### TEXT
━━━
Yes, I made it through the lockdown and the social isolation. And, yes, our democracy survived; and, yes, we miraculously developed a successful vaccine against Covid, and we were able to distribute it efficiently and effectively. And, yes, the George Floyd murder and Black Lives Matter movement has had a momentous impact on race relations in the U.S. On the positive side, yes, the glass has been half full, and I want to recognize and celebrate our capacity for all this resiliency.
Our ability to be resilient squares closely with capacity. The word “capacity” is defined basically as: 1) what we can contain and 2) what we can produce. Or more broadly, it is the “ability to use and understand information, to make a decision, and to communicate any decision made.” In the midst of the complexities of this past year one of the greatest challenges to our resiliency is how difficult it has been to trust public information and apply it to making good decisions.
Ironically, in spite of the vast capacity we have to retrieve and apply information from the web, I often feel I never have enough information, and I am then consumed with wanting more: check the political news every hour or so; double check the medical advice I found; catch the latest on Covid masking; or the weather crises, or racial news; the list goes on. Too much information, but never really enough.
In terms of our current capacity to “produce,” others tell me they also have made peace with coping with the limitations of the lockdown, but now the challenge is to decide what changes we need to make while also attaining and maintaining a sense of equilibrium and balance post-pandemic. I love the quote attributed to Valerie Kaur, the Sikh public speaker and social advisor. She says, “This is the moment to declare what is obsolete, what can be reformed, and what must be reimagined.”
So we test our moral and practical capacities to adapt to the time and space we have entered on this other side of Covid. Should we travel? Make repairs on the house? Reestablish an active schedule of entertainment and hosting? Establish better personal self-care habits of meditation and diet? Or simply, would our lives be better served to remember how much we appreciated during the pandemic not feeling we needed to “produce” so much and instead to be more content with what gifts and opportunities we have? What in our lives is obsolete, reformable, or needs to be reimagined?
Throughout our lives we have had to cope with varying levels of capacities in our lives. I think of those unsettled teen years; the career and partnership decisions during our twenties; and then the mid-life challenges of holding a balance among work family and community responsibilities, and still having some time for self care.
━━━
### BRIEF 1
Extract the passage from the essay on capacity that starts at "Our ability to" and ends at "never really enough.".
### BRIEF 2
What two basic meanings of the word "capacity" does the essay on capacity give?
### BRIEF 3
In the essay on capacity, what leads the writer to say the glass has been half full?

### INFORMATION
━━━
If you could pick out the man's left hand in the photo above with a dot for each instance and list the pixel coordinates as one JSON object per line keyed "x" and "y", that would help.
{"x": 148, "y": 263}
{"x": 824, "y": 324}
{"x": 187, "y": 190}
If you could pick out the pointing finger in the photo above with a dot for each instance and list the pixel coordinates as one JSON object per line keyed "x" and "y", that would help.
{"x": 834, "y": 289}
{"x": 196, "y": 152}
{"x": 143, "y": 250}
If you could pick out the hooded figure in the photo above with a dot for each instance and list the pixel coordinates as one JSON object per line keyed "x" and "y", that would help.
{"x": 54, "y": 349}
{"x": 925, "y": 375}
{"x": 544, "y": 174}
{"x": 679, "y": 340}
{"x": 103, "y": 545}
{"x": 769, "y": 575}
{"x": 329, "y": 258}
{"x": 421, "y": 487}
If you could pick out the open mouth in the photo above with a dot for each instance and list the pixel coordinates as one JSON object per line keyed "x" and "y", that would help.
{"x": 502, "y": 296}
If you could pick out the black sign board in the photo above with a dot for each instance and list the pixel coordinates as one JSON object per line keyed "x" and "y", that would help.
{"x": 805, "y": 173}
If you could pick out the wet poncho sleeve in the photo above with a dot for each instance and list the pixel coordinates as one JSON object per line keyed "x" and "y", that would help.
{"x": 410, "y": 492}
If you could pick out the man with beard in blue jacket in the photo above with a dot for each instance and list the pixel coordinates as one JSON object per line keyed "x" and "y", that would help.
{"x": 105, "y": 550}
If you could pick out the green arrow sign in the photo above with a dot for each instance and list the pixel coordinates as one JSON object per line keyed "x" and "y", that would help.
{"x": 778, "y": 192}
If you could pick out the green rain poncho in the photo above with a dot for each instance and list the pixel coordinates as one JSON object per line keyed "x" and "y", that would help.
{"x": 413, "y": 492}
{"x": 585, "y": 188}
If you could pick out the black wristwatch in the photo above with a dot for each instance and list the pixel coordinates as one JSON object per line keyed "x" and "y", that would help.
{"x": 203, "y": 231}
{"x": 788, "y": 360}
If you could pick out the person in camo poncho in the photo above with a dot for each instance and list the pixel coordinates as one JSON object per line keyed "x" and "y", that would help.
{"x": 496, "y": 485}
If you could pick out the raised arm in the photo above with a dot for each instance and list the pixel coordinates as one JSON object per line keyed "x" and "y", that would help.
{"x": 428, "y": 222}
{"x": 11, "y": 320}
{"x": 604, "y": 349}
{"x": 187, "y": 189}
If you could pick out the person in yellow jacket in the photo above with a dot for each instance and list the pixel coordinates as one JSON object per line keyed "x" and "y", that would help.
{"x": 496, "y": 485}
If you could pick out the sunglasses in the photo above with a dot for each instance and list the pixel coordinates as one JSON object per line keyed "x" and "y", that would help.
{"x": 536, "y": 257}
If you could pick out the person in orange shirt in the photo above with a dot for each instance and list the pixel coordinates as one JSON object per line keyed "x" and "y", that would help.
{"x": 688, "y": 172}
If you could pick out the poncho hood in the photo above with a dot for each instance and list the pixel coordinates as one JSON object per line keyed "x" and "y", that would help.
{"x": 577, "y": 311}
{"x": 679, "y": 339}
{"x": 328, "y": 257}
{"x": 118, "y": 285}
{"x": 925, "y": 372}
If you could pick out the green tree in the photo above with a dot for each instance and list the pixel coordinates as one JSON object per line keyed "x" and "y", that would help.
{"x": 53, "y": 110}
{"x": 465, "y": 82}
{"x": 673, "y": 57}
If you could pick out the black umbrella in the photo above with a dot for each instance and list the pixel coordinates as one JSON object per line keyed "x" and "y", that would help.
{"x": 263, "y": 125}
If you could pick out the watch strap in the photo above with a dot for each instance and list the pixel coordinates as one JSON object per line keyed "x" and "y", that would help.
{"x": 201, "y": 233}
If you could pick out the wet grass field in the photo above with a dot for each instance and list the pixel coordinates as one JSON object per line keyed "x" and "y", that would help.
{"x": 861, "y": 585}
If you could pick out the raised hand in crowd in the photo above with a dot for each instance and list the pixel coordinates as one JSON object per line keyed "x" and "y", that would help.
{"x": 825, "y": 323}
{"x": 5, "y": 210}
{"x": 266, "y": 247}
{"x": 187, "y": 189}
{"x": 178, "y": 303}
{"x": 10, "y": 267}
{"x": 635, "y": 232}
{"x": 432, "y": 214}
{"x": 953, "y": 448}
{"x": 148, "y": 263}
━━━
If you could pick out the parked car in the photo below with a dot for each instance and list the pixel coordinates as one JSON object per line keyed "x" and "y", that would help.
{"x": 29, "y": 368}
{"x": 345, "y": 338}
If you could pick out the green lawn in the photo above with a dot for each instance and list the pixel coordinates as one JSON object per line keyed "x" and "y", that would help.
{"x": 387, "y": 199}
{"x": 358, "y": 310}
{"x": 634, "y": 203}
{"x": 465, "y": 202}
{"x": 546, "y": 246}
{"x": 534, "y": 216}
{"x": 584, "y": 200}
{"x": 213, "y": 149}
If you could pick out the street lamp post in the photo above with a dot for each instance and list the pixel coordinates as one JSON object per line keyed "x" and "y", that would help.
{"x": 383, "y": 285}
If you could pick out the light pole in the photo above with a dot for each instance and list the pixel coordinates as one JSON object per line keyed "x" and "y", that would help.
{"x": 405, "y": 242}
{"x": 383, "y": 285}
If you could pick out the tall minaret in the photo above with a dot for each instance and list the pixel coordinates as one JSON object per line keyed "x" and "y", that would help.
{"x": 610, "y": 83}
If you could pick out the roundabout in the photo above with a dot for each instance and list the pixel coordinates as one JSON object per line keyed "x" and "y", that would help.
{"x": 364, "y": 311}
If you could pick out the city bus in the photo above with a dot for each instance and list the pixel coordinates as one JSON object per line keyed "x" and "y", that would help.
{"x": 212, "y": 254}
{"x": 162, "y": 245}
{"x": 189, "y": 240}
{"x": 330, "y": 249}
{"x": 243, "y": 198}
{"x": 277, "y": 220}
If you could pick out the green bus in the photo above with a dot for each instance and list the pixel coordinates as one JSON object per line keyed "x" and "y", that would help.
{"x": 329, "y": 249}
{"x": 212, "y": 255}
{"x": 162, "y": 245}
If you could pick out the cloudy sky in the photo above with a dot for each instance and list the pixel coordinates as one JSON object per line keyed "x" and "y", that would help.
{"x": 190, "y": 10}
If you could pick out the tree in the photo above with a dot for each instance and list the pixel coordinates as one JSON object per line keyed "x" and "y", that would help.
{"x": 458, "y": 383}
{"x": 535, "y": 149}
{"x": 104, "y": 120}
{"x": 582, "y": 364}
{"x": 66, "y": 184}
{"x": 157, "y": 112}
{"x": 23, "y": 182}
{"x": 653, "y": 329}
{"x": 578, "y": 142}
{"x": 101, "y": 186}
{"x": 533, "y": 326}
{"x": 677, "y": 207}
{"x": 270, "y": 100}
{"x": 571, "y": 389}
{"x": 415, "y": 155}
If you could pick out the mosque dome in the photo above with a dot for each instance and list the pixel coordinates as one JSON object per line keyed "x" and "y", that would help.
━━━
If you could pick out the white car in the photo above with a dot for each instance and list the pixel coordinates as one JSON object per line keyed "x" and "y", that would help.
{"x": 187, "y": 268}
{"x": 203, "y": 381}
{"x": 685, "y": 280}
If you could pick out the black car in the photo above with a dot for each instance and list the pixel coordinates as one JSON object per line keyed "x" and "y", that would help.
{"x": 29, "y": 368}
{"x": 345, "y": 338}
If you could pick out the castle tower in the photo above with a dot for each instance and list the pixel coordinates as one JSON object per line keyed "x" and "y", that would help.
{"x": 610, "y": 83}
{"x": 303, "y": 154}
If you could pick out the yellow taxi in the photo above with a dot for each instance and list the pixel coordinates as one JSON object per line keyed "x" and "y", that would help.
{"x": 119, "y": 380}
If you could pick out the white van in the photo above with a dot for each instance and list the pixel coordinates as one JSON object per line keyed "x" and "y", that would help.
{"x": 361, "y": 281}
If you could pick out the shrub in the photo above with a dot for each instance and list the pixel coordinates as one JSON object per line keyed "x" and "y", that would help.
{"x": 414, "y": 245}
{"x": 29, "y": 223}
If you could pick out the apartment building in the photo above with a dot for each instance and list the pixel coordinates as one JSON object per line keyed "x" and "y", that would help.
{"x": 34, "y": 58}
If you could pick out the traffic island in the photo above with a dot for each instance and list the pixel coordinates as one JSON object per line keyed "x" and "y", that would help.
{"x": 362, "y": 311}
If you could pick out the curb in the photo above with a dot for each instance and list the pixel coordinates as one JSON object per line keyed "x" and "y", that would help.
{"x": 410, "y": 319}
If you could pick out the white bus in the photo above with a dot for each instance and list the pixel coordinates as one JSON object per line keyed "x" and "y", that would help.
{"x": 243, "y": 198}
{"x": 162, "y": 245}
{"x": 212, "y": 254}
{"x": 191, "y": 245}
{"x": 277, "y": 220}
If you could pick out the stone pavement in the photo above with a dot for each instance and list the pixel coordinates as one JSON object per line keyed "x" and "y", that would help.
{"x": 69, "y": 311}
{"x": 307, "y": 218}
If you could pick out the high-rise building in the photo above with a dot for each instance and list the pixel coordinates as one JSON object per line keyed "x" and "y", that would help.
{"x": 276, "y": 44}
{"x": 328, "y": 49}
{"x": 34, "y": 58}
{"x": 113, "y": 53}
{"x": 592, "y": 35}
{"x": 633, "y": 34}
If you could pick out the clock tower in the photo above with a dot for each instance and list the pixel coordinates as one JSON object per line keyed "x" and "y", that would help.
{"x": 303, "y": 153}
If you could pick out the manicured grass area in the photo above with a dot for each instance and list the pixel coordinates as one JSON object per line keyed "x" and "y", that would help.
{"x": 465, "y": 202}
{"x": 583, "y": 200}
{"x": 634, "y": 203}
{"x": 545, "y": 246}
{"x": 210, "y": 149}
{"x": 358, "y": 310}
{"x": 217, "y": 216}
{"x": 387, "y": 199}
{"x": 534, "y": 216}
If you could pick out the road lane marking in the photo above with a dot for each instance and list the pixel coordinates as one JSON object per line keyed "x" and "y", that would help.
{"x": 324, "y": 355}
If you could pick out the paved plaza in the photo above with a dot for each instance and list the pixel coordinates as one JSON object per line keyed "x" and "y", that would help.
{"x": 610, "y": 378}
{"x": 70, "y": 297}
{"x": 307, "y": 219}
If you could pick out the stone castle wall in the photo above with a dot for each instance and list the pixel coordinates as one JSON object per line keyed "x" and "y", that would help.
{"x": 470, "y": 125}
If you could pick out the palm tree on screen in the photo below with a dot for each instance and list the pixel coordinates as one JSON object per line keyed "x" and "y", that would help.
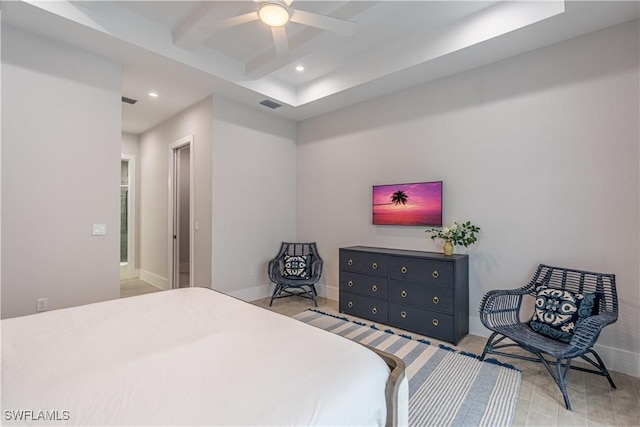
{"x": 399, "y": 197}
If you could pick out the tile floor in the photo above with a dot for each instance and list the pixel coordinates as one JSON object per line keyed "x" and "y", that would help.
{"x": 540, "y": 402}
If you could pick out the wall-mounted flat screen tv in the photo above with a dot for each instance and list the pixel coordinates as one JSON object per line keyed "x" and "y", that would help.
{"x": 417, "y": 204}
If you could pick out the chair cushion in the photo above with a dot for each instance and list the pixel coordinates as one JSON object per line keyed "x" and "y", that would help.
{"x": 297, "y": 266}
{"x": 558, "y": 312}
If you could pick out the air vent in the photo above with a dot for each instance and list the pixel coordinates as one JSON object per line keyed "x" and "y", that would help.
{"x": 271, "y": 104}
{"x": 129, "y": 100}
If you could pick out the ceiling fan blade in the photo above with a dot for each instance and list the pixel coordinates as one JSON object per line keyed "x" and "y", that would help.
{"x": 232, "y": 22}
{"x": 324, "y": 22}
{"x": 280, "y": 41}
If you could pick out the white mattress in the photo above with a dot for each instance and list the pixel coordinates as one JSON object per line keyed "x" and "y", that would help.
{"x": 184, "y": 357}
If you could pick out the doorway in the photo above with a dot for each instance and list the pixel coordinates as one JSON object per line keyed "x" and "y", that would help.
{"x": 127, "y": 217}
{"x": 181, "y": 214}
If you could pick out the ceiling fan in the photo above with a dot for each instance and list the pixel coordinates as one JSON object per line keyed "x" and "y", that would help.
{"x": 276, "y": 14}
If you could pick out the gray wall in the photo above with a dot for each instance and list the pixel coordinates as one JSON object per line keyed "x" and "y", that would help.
━━━
### REPLY 1
Our ability to be resilient squares closely with capacity. The word “capacity” is defined basically as: 1) what we can contain and 2) what we can produce. Or more broadly, it is the “ability to use and understand information, to make a decision, and to communicate any decision made.” In the midst of the complexities of this past year one of the greatest challenges to our resiliency is how difficult it has been to trust public information and apply it to making good decisions.
Ironically, in spite of the vast capacity we have to retrieve and apply information from the web, I often feel I never have enough information, and I am then consumed with wanting more: check the political news every hour or so; double check the medical advice I found; catch the latest on Covid masking; or the weather crises, or racial news; the list goes on. Too much information, but never really enough.

### REPLY 2
What we can contain and what we can produce.

### REPLY 3
The writer made it through the lockdown and social isolation, democracy survived, and a successful Covid vaccine was developed and distributed efficiently and effectively. The George Floyd murder and the Black Lives Matter movement have also had a momentous impact on race relations in the U.S.